What is expected:
In the text about the Trellix XDR platform below, find every attack channel listed where the text describes what an XDR platform should let a SOC team detect, respond to and remediate threats across.
-- start Text section --
In part 1 and part 2 of my previous blogs, I explained the capabilities of Trellix XDR (Extended detection and response) platform through two use cases - Phishing email and Threat Intel sharing. In part 3 of this Trellix XDR Blog series, I will be leveraging a live example of Malware playbook and will showcase, how a well integrated XDR platform can help organization around Malware detection, response and remediation. Most of the organizations faces challenges around Malware containment and hopefully this article would give some guidance to the organizations currently evaluating XDR and what they should expect from an XDR platform. Happy reading and feel free to reach out to your Trellix team to further discuss any of these use cases and how they can be customized specifically to your organization.

In the current threat environment, SOC teams continuously face the pressure of detecting an intrusion as quickly as possible before it becomes a major security incident. With so many point products in use in a typical organization, it is often very time consuming and challenging for the SOC team to search through all of the noise to find important alerts that may indicate the presence of a threat in the environment. Recent complex supply chain cyber attacks and critical vulnerabilites in trusted network and security solutions exacerbate the problem, making it even more challenging to find the proverbial “needle in a haystack” and to properly determine how to respond when a security anomaly is detected.

Thus, there is a compelling need for today’s SOC team to have an access to an XDR platform that can enable them to detect, respond to and remediate threats across all attack channels including Email, Endpoint, Network and Cloud without the inefficiencies of switching between multiple point solutions and with the ability to work with relevant data that’s actionable. The XDR platform should automate most of the manual and time consuming (yet important) investigative tasks and present data that’s more relevant to the analyst’s investigation. Additionally, the XDR platform should codify investigation and response playbooks, making it easy for even a less experienced analyst to make the right decisions and take rapid and effective actions to stop an attack and limit the scope of an incident.
-- end Text section --
-- start Source excerpt --
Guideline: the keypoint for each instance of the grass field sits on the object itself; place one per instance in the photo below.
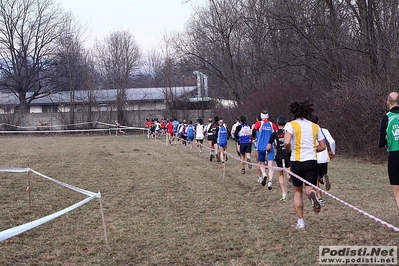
(166, 205)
-- end Source excerpt --
Final result:
Email, Endpoint, Network, Cloud